# [Description of the task]
Output every entry exactly, from the first line to the last.

[Pointing records]
------------------------------

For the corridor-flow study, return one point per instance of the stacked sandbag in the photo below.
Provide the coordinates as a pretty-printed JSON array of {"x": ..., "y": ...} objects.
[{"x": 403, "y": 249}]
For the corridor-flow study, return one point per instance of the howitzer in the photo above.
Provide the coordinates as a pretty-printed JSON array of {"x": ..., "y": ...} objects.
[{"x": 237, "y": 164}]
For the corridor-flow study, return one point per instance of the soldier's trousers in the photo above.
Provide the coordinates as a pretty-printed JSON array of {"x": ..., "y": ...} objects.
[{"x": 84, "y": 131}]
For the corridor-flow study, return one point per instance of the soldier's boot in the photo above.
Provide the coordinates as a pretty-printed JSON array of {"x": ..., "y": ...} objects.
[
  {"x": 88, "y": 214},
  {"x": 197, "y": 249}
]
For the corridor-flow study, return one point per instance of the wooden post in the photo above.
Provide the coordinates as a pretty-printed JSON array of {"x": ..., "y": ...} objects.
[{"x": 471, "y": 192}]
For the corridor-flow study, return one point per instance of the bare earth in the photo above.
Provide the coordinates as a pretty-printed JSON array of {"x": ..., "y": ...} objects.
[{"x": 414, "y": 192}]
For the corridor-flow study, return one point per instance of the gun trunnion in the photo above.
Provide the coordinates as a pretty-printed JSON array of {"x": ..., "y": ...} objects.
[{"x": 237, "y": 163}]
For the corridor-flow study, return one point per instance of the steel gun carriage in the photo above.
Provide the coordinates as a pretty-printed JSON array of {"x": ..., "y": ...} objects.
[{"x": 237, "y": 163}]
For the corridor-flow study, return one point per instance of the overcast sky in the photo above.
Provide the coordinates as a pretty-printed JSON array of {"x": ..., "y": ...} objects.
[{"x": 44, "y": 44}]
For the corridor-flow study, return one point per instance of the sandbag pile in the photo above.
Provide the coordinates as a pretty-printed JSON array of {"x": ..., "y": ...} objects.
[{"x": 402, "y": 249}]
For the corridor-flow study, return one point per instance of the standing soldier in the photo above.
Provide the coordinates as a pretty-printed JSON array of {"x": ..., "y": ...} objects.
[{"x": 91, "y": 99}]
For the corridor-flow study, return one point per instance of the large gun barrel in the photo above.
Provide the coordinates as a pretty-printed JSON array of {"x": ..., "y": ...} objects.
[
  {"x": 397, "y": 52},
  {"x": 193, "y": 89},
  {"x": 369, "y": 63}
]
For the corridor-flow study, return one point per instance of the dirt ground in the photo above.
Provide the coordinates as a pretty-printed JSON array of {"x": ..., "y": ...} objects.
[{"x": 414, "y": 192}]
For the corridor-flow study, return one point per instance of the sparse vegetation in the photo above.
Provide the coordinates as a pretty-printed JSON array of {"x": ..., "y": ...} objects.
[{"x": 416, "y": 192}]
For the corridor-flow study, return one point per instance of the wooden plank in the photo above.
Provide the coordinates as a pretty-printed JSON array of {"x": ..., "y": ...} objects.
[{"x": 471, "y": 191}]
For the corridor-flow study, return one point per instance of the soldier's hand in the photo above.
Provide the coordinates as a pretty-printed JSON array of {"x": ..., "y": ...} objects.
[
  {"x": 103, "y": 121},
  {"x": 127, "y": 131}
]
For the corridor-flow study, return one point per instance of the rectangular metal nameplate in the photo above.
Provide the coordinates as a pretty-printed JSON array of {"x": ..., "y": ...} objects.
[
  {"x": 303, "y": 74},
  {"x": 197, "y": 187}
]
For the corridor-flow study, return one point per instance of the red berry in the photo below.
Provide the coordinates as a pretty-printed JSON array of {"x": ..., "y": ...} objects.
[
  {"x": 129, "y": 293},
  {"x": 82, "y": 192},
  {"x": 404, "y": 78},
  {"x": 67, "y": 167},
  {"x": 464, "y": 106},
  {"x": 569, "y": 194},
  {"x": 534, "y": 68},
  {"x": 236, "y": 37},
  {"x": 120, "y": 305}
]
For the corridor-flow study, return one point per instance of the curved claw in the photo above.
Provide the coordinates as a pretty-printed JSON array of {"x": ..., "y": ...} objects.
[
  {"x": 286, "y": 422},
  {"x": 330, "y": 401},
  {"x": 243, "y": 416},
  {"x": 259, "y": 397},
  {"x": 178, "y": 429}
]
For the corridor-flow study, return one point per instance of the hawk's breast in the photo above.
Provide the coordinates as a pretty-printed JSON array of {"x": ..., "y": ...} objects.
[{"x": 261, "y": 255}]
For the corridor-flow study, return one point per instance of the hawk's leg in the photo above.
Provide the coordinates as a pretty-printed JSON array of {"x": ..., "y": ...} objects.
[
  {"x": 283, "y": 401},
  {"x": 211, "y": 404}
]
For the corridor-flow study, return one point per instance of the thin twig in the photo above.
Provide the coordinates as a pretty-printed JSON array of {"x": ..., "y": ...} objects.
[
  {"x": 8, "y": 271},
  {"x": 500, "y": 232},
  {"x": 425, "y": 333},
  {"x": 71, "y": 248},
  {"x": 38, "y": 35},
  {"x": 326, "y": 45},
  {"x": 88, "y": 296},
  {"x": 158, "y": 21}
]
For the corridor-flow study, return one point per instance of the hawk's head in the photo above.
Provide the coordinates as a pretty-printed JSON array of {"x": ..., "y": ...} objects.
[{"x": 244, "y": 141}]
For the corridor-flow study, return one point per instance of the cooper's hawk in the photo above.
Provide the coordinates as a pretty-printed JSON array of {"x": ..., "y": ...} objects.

------------------------------

# [Response]
For the corridor-flow study, return one point per instance of the stacked sandbag in the photo below.
Provide the coordinates as a pretty-printed JSON array of {"x": ..., "y": ...} objects.
[{"x": 403, "y": 249}]
For the corridor-flow study, return one point per instance of the howitzer in the photo above.
Provide the coordinates as a pretty-printed JSON array of {"x": ..., "y": ...} objects.
[{"x": 237, "y": 164}]
For the corridor-flow study, return one point per instance of the soldier's trousers in the photo above.
Provide the coordinates as a pretty-printed JSON array of {"x": ..., "y": ...} objects.
[{"x": 84, "y": 131}]
For the corridor-flow study, return one point per instance of the soldier's boot in the photo above.
Provide the coordinates as a pretty-printed JSON array of {"x": ..., "y": ...} objects.
[
  {"x": 88, "y": 214},
  {"x": 197, "y": 249}
]
For the corridor-flow study, return one point per instance of the wooden post in the photo above.
Provide the coordinates as a pretty-printed JSON array of {"x": ..., "y": ...} objects.
[{"x": 471, "y": 192}]
For the corridor-flow study, return one point per instance of the bare earth in the photo above.
Provide the coordinates as a pretty-printed JSON array of {"x": ..., "y": ...} objects.
[{"x": 414, "y": 192}]
For the corridor-flow study, return one point per instance of the gun trunnion in the photo above.
Provide the coordinates as a pretty-printed JSON array of {"x": ..., "y": ...} objects.
[{"x": 237, "y": 163}]
For the corridor-flow study, return one point per instance of the steel gun carriage in the photo above.
Provide the coordinates as a pretty-printed JSON array of {"x": ..., "y": ...} objects.
[{"x": 237, "y": 163}]
For the corridor-flow study, return one point per instance of the overcast sky in the photo above.
Provide the coordinates as a pretty-printed JSON array of {"x": ..., "y": ...} objects.
[{"x": 44, "y": 44}]
For the corridor-flow study, return one point per instance of the sandbag pile in the photo above.
Provide the coordinates as a pretty-printed JSON array of {"x": ..., "y": ...} objects.
[{"x": 402, "y": 249}]
For the corridor-flow study, return one point per instance of the standing soldier in the photo above.
Provide the coordinates as a pretty-printed JSON array of {"x": ..., "y": ...} objects.
[{"x": 91, "y": 99}]
For the corridor-flow study, return one point per instance of the large gun barrel in the photo above.
Provide the coordinates as a pretty-printed JSON array of {"x": ..., "y": ...} objects.
[
  {"x": 397, "y": 52},
  {"x": 193, "y": 89},
  {"x": 369, "y": 63}
]
For the corridor-flow study, return one point per instance of the dirt ground in the photo above.
Provide the coordinates as a pretty-printed JSON array of {"x": ..., "y": ...} objects.
[{"x": 414, "y": 192}]
For the corridor-flow study, return one point per instance of the sparse vegetation in the photo above.
Provide the coordinates as a pretty-printed JSON array of {"x": ..., "y": ...} objects.
[{"x": 416, "y": 192}]
For the corridor-flow study, return one point per instance of the wooden plank in the photo above.
Provide the coordinates as a pretty-printed JSON array of {"x": ..., "y": ...} objects.
[{"x": 471, "y": 191}]
For the corridor-flow study, return one point per instance of the soldier's hand in the photo above.
Provide the coordinates as a pretty-printed JSON array of {"x": ..., "y": ...} objects.
[
  {"x": 103, "y": 121},
  {"x": 127, "y": 131}
]
For the corridor-flow study, return one point per instance of the rectangular metal nameplate in the photo above.
Provide the coordinates as a pretty-printed JSON array of {"x": ..., "y": ...} objects.
[
  {"x": 303, "y": 74},
  {"x": 197, "y": 187}
]
For the corridor-flow study, return one point per instance of the red berry in the photo below.
Provide the coordinates as a pretty-printed JSON array of {"x": ..., "y": ...} objects.
[
  {"x": 129, "y": 293},
  {"x": 82, "y": 192},
  {"x": 404, "y": 78},
  {"x": 67, "y": 167},
  {"x": 464, "y": 106},
  {"x": 569, "y": 194},
  {"x": 534, "y": 68},
  {"x": 236, "y": 37},
  {"x": 120, "y": 305}
]
For the corridor-flow study, return one point per instance of the curved claw in the photo above.
Provide the coordinates as a pretty-printed JSON array of {"x": ..., "y": ...} objects.
[
  {"x": 286, "y": 422},
  {"x": 330, "y": 401},
  {"x": 243, "y": 416},
  {"x": 259, "y": 397},
  {"x": 178, "y": 429}
]
For the corridor-flow study, return one point per instance of the hawk's breast in the photo above.
Provide the coordinates as a pretty-printed JSON array of {"x": ..., "y": ...} objects.
[{"x": 261, "y": 255}]
For the corridor-flow study, return one point per instance of the hawk's leg in the photo above.
Provide the coordinates as a pretty-printed JSON array of {"x": ..., "y": ...} objects.
[
  {"x": 283, "y": 401},
  {"x": 211, "y": 404}
]
For the corridor-flow study, return one point per instance of the thin twig in the photo above.
Provide the coordinates as a pretty-printed JSON array of {"x": ..., "y": ...} objects.
[
  {"x": 8, "y": 271},
  {"x": 500, "y": 232},
  {"x": 425, "y": 333},
  {"x": 71, "y": 248},
  {"x": 38, "y": 35},
  {"x": 326, "y": 45},
  {"x": 88, "y": 296},
  {"x": 158, "y": 21}
]
For the corridor-flow study, return one point per instance of the hawk's head in the photo above.
Provide the coordinates as a pretty-printed JSON array of {"x": ..., "y": ...} objects.
[{"x": 244, "y": 141}]
For the corridor-flow study, return one point per instance of the cooper's hawk in the photo above.
Provide the coordinates as a pretty-printed JSON array of {"x": ..., "y": ...} objects.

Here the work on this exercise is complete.